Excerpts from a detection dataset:
····················

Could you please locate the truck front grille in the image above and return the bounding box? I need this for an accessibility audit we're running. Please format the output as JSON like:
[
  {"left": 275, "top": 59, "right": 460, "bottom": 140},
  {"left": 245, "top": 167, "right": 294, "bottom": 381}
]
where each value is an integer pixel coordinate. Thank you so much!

····················

What the exercise asks: Return every line of the rows above unchanged, in their original order.

The output:
Could you please locate the truck front grille in the image above and return the bounding box? I need this for an accessibility audit we're running. Please format the output as JSON like:
[
  {"left": 275, "top": 59, "right": 460, "bottom": 140},
  {"left": 245, "top": 167, "right": 294, "bottom": 381}
]
where each value is an integer pixel coordinate. Thank you so much!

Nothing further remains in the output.